EXERCISE REQUIREMENTS |
Update the records below by replacing "curved steel arch" with "curved iron arch" wherever it occurs, leaving all other text unchanged.

PROVIDED DATA |
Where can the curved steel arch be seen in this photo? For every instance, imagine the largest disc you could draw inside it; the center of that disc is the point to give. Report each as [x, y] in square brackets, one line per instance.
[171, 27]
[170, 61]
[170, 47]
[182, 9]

TASK RESULT |
Where can the curved iron arch be seen in this photo? For every instance, imagine the largest disc you could draw inside it; the center of that disc is the point to give. Report each as [x, y] in square brackets, one line per instance.
[171, 27]
[170, 61]
[170, 47]
[182, 9]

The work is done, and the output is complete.